§ **Page extract**:
##############################
United States District Court, E.D. Pennsylvania
Sep 27, 2007
CIVIL ACTION No. 06-4902 (E.D. Pa. Sep. 27, 2007)

Summary

ordering reimbursement of plaintiff's counsel fees and expenses incurred in holding a second settlement conference

Summary of this case from Koehn v. Tobias

Opinion

CIVIL ACTION No. 06-4902.

September 27, 2007


MEMORANDUM AND ORDER


This matter is before the Court on its own Order to Show Cause, dated August 7, 2007, for the purpose of determining whether sanctions should be imposed under Rule 16(f) of the Federal Rules of Civil Procedure against Defendants for their failure to comply with this Court's scheduling orders. On August 28, 2007, the Court held a hearing on the Order to Show Cause at which all parties were represented. Having reviewed and considered the contentions of the parties as well as the transcript of the show cause hearing, the Court is prepared to rule on this matter.

I. FACTUAL BACKGROUND

II. PROCEDURAL HISTORY

According to her Complaint, Plaintiff suffered "severe personal injuries including, but not limited to, a torn rotator cuff right shoulder, arthralgia AC joint with impingement requiring arthrotomy, subacronial decompression, mumford resection distal clavicle, right underarm tenderness and severe bruising, muscle atrophy throughout the proximal shoulder and upper arm."

The Order dated December 19, 2006 originally referred this matter to United States Magistrate Judge Arnold C. Rapoport. However, the undersigned, who was sworn in as a United States Magistrate Judge on March 2, 2007, became paired with Judge Gardner in March 2007. As such, the undersigned became responsible for scheduling and conducting settlement conferences in this matter effective March 2007. Judge Gardner subsequently entered an Order, dated June 1, 2007, which vacated his prior referral order to Judge Rapoport and directed that the undersigned schedule and conduct a settlement conference in this matter.

PURSUANT TO LOCAL RULE 16.1(d)(3), COUNSEL SHALL APPEAR AND BRING WITH THEM ALL PERSONS WHOSE CONSENT MAY BE NECESSARY TO SETTLE THIS CASE. ALL PERSONS SHALL MEAN INSURANCE ADJUSTORS WITH FULL AUTHORITY TO SETTLE THE CASE, AS WELL AS CLIENTS. PERSONS PRESENT MUST HAVE FULL AUTHORITY TO SETTLE. AVAILABILITY BY TELEPHONE IS NOT ACCEPTABLE.
##############################
§ **Supplied material**:
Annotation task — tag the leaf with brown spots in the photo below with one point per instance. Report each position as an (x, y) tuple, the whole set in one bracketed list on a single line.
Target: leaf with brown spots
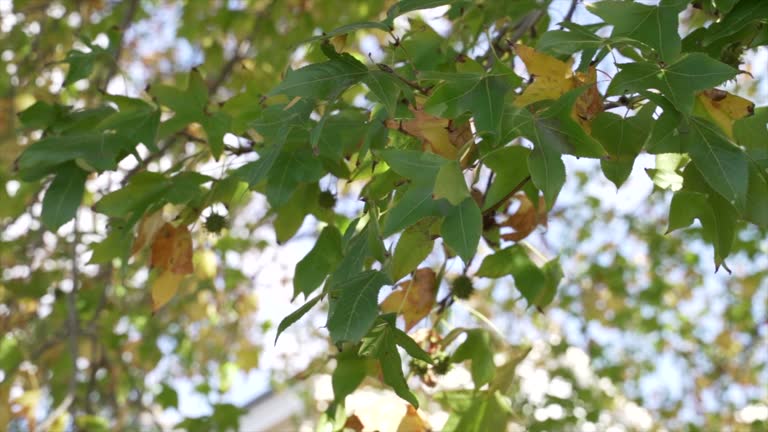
[(525, 219), (415, 298), (149, 226), (438, 135), (725, 108)]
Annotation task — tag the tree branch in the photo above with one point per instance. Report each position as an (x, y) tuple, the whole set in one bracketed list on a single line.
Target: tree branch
[(130, 14)]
##############################
§ **Exercise task 1**: Copy out the rows word for word, from the line containing "Annotation task — tag the tree" through the end of the rows.
§ **Exercise task 2**: Continue the court memorandum on Rule 16(f) sanctions from the point where it stops.

§ **Answer 1**:
Annotation task — tag the tree branch in the photo above with one point per instance. Report each position as an (x, y) tuple, the whole set in one bracketed list on a single line.
Target: tree branch
[(130, 14)]

§ **Answer 2**:
. . .
FAILURE TO COMPLY WITH THIS ORDER WILL RESULT IN THE IMPOSITION OF SANCTIONS.

During the May 8, 2007 settlement conference, the Court questioned defense counsel and Defendants' representative to determine the extent of their settlement authority. Both indicated that they had received authorization from another source within Defendants' company to settle this case. This source was not identified to the Court and no attempts were made by defense counsel or Defendant's representative to contact same. It was clear that defense counsel did not appear with a person with "full authority to settle."

After concluding that Defendants and their counsel had failed to comply with the directive set forth in its Settlement Conference Scheduling Order, the Court adjourned the settlement conference. In so doing, the Court notified counsel that it would reschedule the conference for a later date so that the decision maker with full authority on behalf of the Defendants could attend the conference. The Court specifically questioned defense counsel as to who the proper representative would be. Defense counsel responded that the person with full authority to settle this matter on behalf of Defendants was located in Las Vegas, Nevada.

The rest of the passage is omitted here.